Excerpts of labeled region data
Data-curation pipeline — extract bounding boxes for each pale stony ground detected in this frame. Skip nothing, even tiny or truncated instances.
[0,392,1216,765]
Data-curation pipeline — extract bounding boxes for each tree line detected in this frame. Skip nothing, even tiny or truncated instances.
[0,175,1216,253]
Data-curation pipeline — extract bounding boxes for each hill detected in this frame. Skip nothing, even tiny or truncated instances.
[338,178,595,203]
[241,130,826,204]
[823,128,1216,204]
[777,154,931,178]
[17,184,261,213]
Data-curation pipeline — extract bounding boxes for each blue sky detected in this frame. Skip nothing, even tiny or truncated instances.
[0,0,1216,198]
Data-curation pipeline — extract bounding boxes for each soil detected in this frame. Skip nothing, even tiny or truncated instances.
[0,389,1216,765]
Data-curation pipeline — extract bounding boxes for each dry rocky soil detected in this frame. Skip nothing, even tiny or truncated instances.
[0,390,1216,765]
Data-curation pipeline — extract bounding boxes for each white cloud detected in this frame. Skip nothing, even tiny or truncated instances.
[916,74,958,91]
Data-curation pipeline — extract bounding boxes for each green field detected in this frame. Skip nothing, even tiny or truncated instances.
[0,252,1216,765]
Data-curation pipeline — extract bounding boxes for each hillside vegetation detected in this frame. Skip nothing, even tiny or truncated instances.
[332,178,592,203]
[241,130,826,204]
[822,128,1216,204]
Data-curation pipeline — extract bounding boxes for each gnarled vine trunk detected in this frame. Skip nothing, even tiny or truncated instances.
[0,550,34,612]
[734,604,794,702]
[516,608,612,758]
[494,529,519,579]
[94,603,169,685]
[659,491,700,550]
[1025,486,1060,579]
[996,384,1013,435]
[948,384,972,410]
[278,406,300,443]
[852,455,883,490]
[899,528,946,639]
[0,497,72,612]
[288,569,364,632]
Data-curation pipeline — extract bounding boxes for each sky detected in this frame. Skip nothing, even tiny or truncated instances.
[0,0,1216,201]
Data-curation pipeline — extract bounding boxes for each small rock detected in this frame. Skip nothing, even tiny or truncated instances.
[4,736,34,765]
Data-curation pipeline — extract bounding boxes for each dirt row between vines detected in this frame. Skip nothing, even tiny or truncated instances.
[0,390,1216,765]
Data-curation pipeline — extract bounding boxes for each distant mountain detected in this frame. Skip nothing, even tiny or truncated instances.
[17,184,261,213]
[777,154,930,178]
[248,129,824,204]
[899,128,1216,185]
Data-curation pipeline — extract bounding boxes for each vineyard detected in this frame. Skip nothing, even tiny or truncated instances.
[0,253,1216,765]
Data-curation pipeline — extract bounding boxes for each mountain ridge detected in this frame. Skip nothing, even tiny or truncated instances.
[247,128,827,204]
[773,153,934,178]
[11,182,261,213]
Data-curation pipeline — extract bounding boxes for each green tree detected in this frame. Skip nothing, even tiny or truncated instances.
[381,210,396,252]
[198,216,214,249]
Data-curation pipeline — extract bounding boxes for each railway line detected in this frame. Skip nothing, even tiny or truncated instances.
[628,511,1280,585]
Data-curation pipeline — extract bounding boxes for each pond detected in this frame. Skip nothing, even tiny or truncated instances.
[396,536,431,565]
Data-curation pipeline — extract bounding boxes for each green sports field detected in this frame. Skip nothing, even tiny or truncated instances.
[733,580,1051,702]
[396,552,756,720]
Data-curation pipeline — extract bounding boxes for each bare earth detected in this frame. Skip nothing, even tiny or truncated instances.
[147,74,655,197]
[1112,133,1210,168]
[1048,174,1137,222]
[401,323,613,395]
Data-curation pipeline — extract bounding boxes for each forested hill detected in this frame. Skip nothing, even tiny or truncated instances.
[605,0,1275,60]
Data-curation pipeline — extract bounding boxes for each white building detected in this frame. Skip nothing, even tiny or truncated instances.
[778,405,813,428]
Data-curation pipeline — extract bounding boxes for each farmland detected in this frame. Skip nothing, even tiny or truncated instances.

* Objective *
Write out every line of the records above as a numbered list, leaving out any blank lines.

* Result of the exercise *
1. Data-curation pipeline — extract bounding boxes for each pale stony ground detected in this frame. Skip nothing, even tiny or truncated instances.
2. [0,392,1216,765]
3. Data-curation pipeline — extract bounding boxes for each tree line detected in this frame. Skip nothing, even tiny or truncated instances.
4. [0,175,1216,253]
5. Data-curation pipeline — extract bounding boxes for each hill detected in this frame. Skip nothing, even tiny or truncated instances.
6. [338,178,595,203]
7. [241,130,826,204]
8. [823,128,1216,204]
9. [777,154,931,178]
10. [17,184,261,213]
11. Data-curation pipeline — extract bounding boxes for each blue sky detected in this frame. Skip nothing, even tiny or truncated instances.
12. [0,0,1216,198]
13. Data-curation pipeline — extract bounding boxes for each soil detected in this frame. Skip nothing, even tiny or truncated instances.
14. [0,389,1216,765]
15. Data-curation pipeline — extract bounding boxes for each dry rocky soil detected in this frame. Skip nothing, even tiny or truncated instances.
16. [0,390,1216,765]
17. Data-curation pipeline — extract bounding boxes for each white cloud detected in this frame. Skip nothing, even tiny or truncated instances.
18. [916,74,958,91]
19. Data-curation pipeline — extract bounding boxes for each green field detected in this frame. Skip nothing, even tiny or truncated instances.
20. [0,252,1216,765]
21. Data-curation pipeline — extract bounding boxes for each hillside vegetation detected in this frame. Skip nothing, even tiny or truncated instances.
22. [332,178,592,203]
23. [241,130,826,204]
24. [822,128,1216,204]
25. Data-curation pipeline — extract bounding boxes for each gnarled vine trunk detected in this frame. Skip nothing, even tiny or truncated instances.
26. [0,550,34,612]
27. [734,604,794,702]
28. [516,608,612,758]
29. [494,529,519,579]
30. [94,603,169,685]
31. [659,491,700,550]
32. [1025,486,1060,579]
33. [996,384,1013,435]
34. [948,384,972,410]
35. [278,406,300,443]
36. [852,455,883,490]
37. [899,528,946,639]
38. [0,497,72,612]
39. [288,569,364,632]
40. Data-curation pipeline — extract bounding boxes for each sky detected in this frame. Skip nothing, even tiny or truncated instances.
41. [0,0,1216,201]
42. Data-curation pipeline — extract bounding boxes for each small rock detected in this frame. Skip nothing, even tiny or truncated instances.
43. [4,736,34,765]
44. Data-curation pipeline — extract bounding boxes for each dirt row between vines detected in this frame. Skip nothing, even tiny or truncated instances.
45. [0,390,1216,765]
46. Data-curation pipeline — extract bounding boxes for each distant mountain detected in this frame. Skip nothing, even tiny or truncated instances.
47. [17,184,261,213]
48. [777,154,930,178]
49. [248,129,824,204]
50. [899,128,1216,185]
51. Data-curation pipeline — extract bounding boxes for each vineyard detected in this frame. Skip nothing, even tiny or truncated instances.
52. [0,253,1216,765]
53. Data-curation pipeline — extract bounding boxes for each mountain ridge detected in this frame. Skip nothing, even tiny or truncated instances.
54. [247,128,827,204]
55. [773,153,934,178]
56. [11,182,261,213]
57. Data-curation pipeline — extract bounding boxes for each green tree detected in this frame. Skip nothing, even tiny or truncated instances.
58. [381,210,396,252]
59. [198,216,214,249]
60. Data-curation pipeline — extract bounding boxes for each railway line detected in this frame. Skip nothing, even tiny or truncated instances.
61. [628,511,1280,585]
62. Data-curation pipeline — extract bounding boxes for each pond detected in this frame. Skip nothing, even tiny or truncated instances.
63. [396,536,431,565]
64. Data-curation pipeline — extract bounding boxes for each green sports field detected in this frame. Skip nothing, even tiny or truncated instances.
65. [733,580,1051,702]
66. [396,552,756,720]
67. Data-curation pipeline — extract bounding boxes for each bare earth detected in this frame. Skip nothing, even tiny or truncated instances.
68. [147,74,655,197]
69. [1112,133,1210,168]
70. [1048,174,1137,222]
71. [401,323,613,395]
72. Data-curation pipeline — extract bounding boxes for each forested hill detected in this frame. Skip nothing, even tiny or truncated instances.
73. [605,0,1275,60]
74. Data-curation pipeline — extract bounding boxes for each white building detected in this frame. Skip nothing, even tiny or truncated instances.
75. [778,405,813,428]
76. Data-curation pipeline — extract bounding boxes for each farmland detected in this frame. Skip nothing, even tiny or truncated instances.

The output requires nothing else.